* [Exercise]
Please copy out every one of the items below word for word, leaving out the pictures.

***

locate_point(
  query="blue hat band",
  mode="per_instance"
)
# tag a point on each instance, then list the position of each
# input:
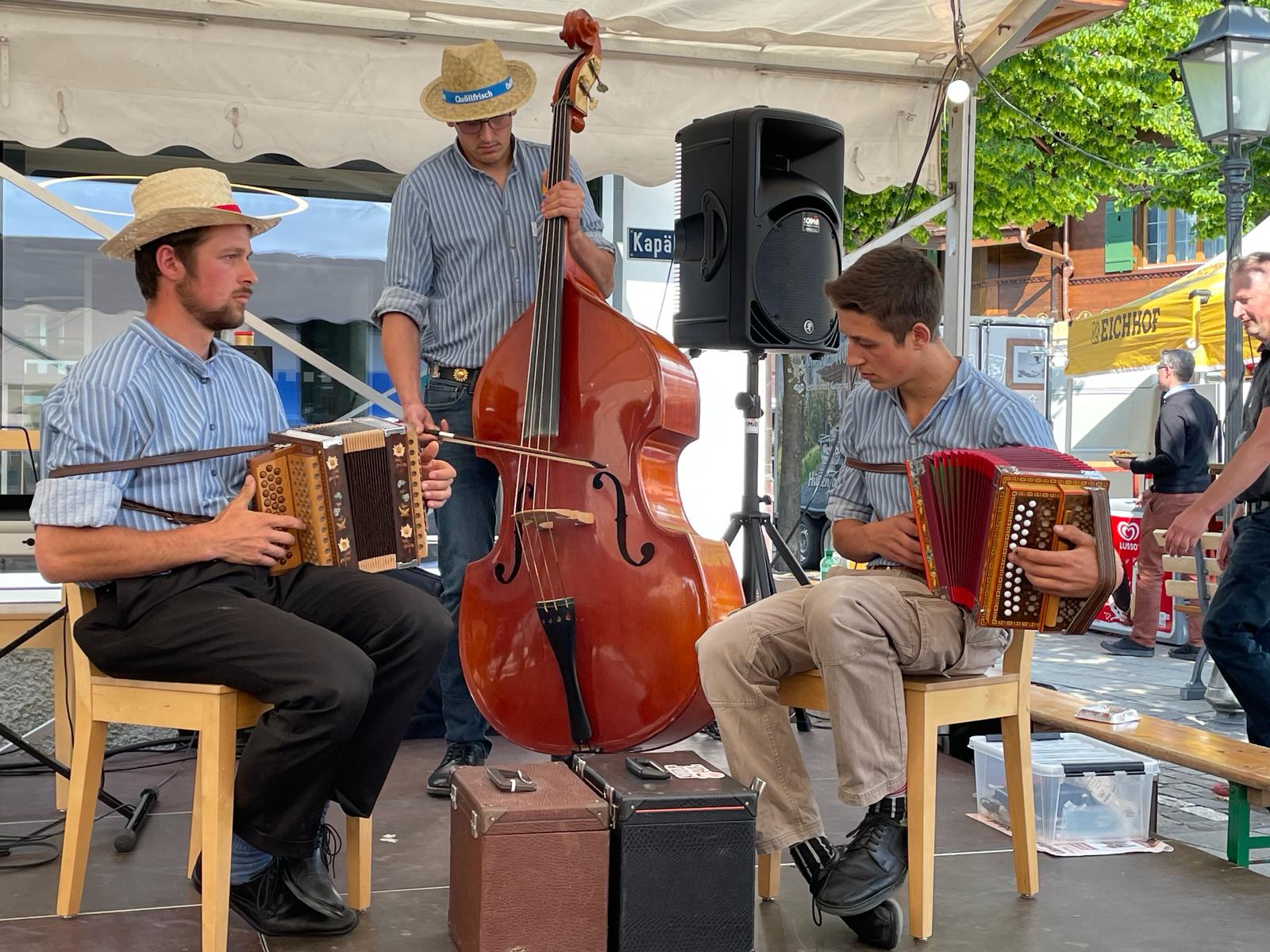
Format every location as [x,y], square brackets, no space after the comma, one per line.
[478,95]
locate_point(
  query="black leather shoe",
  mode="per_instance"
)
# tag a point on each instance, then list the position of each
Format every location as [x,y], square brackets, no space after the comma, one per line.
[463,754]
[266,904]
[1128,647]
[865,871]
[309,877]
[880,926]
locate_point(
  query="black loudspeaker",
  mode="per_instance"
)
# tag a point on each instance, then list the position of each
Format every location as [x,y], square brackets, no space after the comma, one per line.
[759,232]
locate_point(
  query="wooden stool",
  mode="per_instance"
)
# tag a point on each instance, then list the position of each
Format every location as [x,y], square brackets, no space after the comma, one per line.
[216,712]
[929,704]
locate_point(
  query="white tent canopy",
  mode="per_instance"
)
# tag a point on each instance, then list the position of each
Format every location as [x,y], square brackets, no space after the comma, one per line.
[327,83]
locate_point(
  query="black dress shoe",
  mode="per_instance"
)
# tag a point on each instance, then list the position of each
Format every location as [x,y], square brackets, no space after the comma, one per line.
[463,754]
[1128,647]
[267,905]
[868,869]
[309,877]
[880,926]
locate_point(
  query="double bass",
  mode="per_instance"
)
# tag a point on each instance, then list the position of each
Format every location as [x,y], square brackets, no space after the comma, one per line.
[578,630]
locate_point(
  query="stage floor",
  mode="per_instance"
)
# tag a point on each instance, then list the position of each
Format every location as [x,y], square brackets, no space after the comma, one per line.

***

* [Task answer]
locate_point(
  query="blue hat band",
  mode="per_instance"
)
# tag a point on each instance, then list the position of each
# input:
Format every location as [x,y], square brackets, no space after the comma, one per line.
[478,95]
locate_point(
  query="black leather shoe",
  mode="per_instance"
)
# tag a point on each instance, then list the position of each
Format every location as [x,y], square brackets, no space after the comma, one per line.
[463,754]
[266,904]
[1128,647]
[865,871]
[309,877]
[880,926]
locate_point(
  query="black loudspeaker",
  mode="per_instance"
)
# tag a point on each instance, then list the position of each
Format every location as [x,y], square brackets, no space after the comma, one per line.
[759,232]
locate_point(
  query="wooden stool",
  mode="per_instance"
)
# tag a point on each instance, then list the position of each
Format every location as [x,y], square brackets, no space after the comma, one per line.
[216,712]
[929,704]
locate_point(
  query="white tent canopy",
  mode="per_instance"
)
# tag a point on each instance, then list the position of each
Format every location as [x,y], square brackets, no space after the comma, one per line.
[327,83]
locate_point(
  query="black dress shoe",
  mode="per_instance"
)
# tag a point on each instance, then list the position of each
Format every location as [x,y], square brackets, no space after the comma, one per line.
[463,754]
[1128,647]
[267,905]
[868,869]
[309,877]
[880,926]
locate_point(
  query="double bass",
  mode="per_instance"
)
# tag a point on each instance, then list the position of each
Format every location as [x,y], square brackets, no space after the comma, one per line.
[578,630]
locate_point(
  query="stage floor",
  mode="per_instance"
)
# tag a point on each instance, then list the position of each
Format every location as [x,y], square brackets, no space after the comma, one per line.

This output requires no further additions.